Stated exercise
Write out the material below word for word, leaving out the pictures.

[Location identification entries]
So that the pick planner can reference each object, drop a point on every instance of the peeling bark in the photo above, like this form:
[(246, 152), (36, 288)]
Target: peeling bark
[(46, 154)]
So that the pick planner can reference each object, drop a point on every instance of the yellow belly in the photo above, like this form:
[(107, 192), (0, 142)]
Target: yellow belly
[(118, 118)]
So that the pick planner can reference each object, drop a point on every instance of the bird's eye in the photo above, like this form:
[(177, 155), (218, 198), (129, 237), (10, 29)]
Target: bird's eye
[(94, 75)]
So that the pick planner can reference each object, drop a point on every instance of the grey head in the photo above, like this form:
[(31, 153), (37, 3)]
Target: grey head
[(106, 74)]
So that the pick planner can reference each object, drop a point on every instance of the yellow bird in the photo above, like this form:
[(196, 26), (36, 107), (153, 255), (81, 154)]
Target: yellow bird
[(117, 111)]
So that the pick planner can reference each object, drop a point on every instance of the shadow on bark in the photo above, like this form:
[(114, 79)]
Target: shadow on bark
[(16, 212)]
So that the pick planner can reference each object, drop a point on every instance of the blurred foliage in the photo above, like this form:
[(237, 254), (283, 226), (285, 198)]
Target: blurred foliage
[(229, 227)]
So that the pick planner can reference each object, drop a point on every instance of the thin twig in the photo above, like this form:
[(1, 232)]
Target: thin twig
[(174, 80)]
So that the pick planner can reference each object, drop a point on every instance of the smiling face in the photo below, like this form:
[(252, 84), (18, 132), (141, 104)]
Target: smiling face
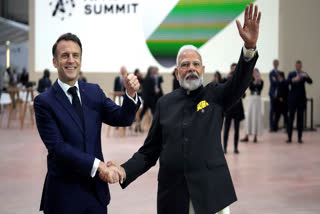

Solution
So that the pick planner can reference each object, drop a point on every instance of the peeling bark in the photo above, like this form:
[(246, 152), (36, 288)]
Target: peeling bark
[(46, 154)]
So that the pick planner can reference each object, drop a point on every instance of the yellow belly in the photo above, like this form:
[(107, 192), (0, 142)]
Target: yellow belly
[(118, 118)]
So that the pick planner can reference each object, drop a point on every instance of the bird's eye in the photo above, like this form:
[(177, 155), (218, 198), (129, 237), (10, 29)]
Target: bird's eye
[(94, 75)]
So that the pick planner can reference each object, drop a point on every instance of the grey head in the photo above, like this form:
[(31, 153), (37, 3)]
Target: grey head
[(106, 74)]
So that the pick planner can reference each object, drop a point on every instance of the yellow bird in the photo above, like this form:
[(196, 26), (36, 107), (153, 255), (81, 154)]
Target: yellow bird
[(117, 111)]
So that the pick planner can reference each object, drop a point on every instance of the shadow on bark in the photo above, like this form:
[(114, 79)]
Target: shadow on bark
[(16, 212)]
So that the pick planner can reference each object, drop a point on every instance of the blurred foliage in the photo above, like this form:
[(237, 254), (283, 226), (285, 198)]
Target: blurred foliage
[(229, 227)]
So that the pick planner can reference each object, drop a point on every instance of the thin twig in the photo above, like this form:
[(1, 232)]
Target: thin twig
[(174, 80)]
So that the pick planner can reference each object, drop a point on every instance of the smiling face in the photo below, like this form:
[(252, 84), (18, 132), (141, 104)]
Target: smiling face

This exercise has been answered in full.